◆ Given exercise
Rewrite the part of the records that opens with the line containing "Which spot sits on each instance of the hyatt" and closes with the line containing "x=456 y=952", replacing "dark awning" with "black awning" and leaving everything else unchanged.

# Information given start

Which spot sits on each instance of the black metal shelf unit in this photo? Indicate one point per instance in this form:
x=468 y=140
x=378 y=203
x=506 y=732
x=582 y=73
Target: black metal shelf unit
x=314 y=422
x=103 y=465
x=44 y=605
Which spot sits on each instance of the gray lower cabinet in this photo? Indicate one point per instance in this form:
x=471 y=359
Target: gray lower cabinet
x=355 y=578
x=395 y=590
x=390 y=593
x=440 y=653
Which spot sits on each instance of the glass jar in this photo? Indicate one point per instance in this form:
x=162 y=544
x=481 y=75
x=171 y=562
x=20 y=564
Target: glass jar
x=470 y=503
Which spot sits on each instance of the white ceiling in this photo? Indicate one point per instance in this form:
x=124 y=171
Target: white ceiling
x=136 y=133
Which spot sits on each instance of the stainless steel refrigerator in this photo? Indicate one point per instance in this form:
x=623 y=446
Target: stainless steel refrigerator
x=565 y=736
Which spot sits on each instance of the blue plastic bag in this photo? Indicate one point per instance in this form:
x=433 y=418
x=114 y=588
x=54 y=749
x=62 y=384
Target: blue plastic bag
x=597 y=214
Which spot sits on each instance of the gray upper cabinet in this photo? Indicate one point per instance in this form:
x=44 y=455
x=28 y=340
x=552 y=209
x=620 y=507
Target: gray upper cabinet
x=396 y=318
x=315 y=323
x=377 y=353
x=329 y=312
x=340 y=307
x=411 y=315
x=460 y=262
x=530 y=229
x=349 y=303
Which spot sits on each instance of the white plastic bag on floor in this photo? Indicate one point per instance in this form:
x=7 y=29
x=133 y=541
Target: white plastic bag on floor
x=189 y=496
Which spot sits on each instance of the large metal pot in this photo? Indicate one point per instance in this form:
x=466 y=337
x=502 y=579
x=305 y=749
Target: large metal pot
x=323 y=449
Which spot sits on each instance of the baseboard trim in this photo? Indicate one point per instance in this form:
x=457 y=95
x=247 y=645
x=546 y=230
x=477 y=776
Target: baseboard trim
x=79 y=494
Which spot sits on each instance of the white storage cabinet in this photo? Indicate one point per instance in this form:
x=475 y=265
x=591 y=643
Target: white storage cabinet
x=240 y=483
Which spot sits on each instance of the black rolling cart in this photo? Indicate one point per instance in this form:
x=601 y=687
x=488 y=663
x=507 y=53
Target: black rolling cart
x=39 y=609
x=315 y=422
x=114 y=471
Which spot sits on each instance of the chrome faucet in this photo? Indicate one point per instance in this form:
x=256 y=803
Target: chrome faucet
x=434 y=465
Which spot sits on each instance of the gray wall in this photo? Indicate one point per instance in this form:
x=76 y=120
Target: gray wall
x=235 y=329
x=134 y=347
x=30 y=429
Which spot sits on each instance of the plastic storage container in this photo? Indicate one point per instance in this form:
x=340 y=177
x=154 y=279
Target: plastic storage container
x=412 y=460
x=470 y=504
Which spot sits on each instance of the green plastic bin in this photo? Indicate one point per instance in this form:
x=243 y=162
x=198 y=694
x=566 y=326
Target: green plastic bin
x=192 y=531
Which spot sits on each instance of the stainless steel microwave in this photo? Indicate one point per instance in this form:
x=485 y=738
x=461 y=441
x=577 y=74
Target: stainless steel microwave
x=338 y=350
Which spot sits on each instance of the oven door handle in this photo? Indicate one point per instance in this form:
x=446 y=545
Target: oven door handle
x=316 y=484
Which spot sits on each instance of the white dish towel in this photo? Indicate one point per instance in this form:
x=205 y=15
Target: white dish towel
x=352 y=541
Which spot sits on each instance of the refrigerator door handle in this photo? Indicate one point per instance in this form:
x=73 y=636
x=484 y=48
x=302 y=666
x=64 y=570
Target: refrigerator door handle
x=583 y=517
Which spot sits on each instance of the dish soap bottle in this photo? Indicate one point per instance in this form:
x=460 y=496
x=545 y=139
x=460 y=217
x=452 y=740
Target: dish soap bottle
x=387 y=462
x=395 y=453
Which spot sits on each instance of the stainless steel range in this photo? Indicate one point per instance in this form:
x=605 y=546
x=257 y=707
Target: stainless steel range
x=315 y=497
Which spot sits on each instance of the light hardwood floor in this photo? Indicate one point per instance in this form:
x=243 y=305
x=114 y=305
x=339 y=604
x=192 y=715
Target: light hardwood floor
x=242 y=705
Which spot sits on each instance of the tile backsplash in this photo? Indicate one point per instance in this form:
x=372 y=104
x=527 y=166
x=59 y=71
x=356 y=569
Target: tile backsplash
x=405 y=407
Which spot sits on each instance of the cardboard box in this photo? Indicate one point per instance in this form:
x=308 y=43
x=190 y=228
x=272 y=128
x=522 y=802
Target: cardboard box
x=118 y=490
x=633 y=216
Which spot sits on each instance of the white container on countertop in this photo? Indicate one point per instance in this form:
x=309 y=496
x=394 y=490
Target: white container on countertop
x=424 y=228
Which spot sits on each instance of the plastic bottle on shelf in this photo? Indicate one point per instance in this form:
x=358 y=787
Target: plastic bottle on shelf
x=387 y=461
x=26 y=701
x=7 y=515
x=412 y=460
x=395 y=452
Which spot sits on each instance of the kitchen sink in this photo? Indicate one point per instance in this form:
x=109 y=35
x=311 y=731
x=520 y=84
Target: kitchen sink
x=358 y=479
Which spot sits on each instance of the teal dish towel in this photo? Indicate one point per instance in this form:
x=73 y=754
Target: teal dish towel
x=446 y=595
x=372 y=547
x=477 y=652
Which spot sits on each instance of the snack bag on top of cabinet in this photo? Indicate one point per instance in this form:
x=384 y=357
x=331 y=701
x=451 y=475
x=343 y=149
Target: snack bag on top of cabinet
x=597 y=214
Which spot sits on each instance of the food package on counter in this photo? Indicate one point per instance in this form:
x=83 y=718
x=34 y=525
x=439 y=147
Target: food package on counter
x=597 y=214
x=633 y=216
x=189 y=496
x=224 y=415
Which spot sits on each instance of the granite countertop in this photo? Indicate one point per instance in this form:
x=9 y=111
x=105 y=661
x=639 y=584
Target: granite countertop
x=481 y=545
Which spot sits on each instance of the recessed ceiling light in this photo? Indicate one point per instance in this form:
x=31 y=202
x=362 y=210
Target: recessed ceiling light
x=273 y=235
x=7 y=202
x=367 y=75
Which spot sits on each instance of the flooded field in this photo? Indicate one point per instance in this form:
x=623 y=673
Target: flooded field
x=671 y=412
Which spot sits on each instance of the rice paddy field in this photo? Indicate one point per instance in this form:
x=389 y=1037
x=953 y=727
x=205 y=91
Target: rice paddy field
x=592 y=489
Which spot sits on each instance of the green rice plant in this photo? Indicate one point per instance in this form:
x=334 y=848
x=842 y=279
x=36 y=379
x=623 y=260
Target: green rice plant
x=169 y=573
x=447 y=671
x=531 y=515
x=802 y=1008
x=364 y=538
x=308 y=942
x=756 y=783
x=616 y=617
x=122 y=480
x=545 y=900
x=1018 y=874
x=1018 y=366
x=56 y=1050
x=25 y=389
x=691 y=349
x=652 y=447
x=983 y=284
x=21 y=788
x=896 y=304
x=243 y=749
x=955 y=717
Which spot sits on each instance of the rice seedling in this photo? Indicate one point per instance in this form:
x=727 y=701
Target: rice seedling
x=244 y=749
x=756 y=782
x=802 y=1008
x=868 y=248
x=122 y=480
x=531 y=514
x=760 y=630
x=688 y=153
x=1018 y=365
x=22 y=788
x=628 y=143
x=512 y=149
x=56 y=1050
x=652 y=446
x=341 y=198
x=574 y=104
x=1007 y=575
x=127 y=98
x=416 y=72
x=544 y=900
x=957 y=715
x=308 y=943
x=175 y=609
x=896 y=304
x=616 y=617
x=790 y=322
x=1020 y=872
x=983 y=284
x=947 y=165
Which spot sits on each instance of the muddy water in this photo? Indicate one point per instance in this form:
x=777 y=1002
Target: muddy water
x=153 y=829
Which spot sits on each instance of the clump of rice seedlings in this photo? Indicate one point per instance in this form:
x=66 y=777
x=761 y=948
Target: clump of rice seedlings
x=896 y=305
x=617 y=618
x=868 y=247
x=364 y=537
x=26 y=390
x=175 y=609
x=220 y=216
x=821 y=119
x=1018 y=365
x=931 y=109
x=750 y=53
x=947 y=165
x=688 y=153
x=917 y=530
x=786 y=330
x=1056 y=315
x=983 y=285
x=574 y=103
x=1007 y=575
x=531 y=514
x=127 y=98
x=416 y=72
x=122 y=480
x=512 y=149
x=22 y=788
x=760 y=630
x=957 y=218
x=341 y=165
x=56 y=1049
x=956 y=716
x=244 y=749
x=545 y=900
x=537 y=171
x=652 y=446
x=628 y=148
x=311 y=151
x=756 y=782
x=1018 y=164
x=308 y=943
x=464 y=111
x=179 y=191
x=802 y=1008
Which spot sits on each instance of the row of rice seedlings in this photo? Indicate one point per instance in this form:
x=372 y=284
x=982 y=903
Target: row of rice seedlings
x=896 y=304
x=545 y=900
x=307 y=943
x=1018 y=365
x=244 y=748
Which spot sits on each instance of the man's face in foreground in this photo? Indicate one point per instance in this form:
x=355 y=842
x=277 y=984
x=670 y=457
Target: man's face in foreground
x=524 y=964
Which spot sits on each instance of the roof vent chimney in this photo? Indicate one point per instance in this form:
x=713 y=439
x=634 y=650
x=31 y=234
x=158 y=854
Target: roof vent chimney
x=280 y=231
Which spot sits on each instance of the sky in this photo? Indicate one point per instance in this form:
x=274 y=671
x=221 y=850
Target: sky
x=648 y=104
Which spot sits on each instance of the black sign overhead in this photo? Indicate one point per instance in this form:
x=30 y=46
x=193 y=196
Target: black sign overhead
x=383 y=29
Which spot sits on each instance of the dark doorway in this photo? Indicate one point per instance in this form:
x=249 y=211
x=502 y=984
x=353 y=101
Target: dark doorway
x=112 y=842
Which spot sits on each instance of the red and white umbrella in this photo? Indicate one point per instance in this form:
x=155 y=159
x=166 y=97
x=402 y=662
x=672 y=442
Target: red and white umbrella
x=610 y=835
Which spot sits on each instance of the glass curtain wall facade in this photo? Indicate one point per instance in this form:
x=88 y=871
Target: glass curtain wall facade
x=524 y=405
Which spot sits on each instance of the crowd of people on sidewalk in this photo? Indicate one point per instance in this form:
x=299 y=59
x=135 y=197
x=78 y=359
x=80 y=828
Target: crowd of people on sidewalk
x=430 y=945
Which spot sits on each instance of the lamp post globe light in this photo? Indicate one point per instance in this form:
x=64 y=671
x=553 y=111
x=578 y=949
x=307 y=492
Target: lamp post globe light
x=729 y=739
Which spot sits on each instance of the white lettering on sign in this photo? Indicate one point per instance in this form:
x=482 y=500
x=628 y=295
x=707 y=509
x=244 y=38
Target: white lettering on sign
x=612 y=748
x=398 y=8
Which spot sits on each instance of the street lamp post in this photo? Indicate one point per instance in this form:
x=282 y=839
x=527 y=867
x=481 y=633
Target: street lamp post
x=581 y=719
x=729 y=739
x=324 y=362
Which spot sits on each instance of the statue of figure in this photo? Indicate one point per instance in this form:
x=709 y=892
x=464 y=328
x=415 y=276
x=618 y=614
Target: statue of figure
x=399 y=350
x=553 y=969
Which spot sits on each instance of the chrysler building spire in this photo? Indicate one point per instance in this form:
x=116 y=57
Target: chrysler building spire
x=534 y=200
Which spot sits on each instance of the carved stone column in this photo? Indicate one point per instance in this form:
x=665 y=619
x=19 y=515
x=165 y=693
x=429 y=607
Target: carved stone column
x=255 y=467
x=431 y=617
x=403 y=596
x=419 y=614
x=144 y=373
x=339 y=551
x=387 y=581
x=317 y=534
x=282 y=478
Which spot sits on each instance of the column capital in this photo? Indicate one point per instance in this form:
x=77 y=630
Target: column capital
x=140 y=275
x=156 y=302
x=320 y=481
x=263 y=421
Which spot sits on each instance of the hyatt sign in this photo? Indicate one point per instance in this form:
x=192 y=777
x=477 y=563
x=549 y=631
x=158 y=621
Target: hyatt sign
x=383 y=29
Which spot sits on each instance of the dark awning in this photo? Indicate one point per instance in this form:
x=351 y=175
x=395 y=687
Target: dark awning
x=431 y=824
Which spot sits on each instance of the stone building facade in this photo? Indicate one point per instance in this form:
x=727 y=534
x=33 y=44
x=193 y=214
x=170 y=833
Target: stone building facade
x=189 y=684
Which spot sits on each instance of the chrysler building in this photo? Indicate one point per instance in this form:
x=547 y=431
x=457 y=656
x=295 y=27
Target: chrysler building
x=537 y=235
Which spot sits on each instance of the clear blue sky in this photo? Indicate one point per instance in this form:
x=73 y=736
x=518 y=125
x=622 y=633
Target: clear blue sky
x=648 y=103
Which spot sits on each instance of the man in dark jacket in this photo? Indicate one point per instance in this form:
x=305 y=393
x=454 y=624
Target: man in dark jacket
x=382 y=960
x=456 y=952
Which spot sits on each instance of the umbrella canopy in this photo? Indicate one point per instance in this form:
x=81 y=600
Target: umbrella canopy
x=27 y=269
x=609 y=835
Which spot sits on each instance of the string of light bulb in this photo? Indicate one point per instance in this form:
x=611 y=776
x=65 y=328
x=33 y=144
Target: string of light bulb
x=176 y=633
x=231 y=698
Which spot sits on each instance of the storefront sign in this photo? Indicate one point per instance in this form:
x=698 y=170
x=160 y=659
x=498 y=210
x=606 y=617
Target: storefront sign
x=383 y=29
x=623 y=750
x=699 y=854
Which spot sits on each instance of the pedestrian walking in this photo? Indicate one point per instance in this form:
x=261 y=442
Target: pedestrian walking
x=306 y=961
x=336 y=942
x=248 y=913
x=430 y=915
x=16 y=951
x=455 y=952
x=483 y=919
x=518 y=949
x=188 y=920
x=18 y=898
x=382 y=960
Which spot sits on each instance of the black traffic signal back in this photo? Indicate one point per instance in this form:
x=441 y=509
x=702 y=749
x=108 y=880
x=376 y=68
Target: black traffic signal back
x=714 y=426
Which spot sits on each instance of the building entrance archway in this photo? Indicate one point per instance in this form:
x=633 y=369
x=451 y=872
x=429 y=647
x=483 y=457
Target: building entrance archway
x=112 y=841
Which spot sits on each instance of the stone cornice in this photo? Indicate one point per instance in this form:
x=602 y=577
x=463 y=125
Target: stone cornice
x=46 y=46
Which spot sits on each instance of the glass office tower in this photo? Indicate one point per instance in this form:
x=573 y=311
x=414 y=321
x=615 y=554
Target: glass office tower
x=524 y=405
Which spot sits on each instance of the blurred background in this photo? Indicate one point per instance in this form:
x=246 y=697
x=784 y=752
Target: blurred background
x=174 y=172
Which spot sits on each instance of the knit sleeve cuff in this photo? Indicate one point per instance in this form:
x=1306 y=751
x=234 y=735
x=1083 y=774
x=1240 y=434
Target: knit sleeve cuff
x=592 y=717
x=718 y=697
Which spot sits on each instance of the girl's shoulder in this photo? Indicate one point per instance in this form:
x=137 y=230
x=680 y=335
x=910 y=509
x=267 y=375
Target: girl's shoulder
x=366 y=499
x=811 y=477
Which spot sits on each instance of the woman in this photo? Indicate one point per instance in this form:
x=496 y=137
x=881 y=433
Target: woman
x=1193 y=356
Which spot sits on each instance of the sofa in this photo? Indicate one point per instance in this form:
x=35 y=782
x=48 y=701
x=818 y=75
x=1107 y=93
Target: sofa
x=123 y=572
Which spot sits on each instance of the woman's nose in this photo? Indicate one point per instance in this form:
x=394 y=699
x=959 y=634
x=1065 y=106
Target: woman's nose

# Information given end

◆ The reply
Which spot sits on each instance of the hyatt sign in this photo? Indicate one point per instance in this form:
x=192 y=777
x=477 y=563
x=549 y=631
x=158 y=621
Target: hyatt sign
x=383 y=29
Which spot sits on each instance of the black awning in this photo? Indicate one point per instance in this form:
x=351 y=175
x=395 y=687
Target: black awning
x=431 y=824
Which spot sits on each instance of the stone building facade in this photo? Indicate one point per instance in this form:
x=727 y=534
x=33 y=44
x=193 y=214
x=170 y=833
Target: stone building facade
x=189 y=684
Which spot sits on each instance of the chrysler building in this photo? Indicate one point per instance in this form:
x=547 y=431
x=457 y=656
x=295 y=27
Target: chrysler building
x=537 y=235
Which spot sits on each instance of the clear blue sky in this photo? Indicate one point per instance in this form:
x=73 y=736
x=518 y=125
x=622 y=633
Target: clear blue sky
x=648 y=103
Which spot sits on each instance of the man in dark jacket in this photo? Indicate one point per instance in this form:
x=305 y=393
x=454 y=624
Target: man in dark jacket
x=382 y=960
x=456 y=952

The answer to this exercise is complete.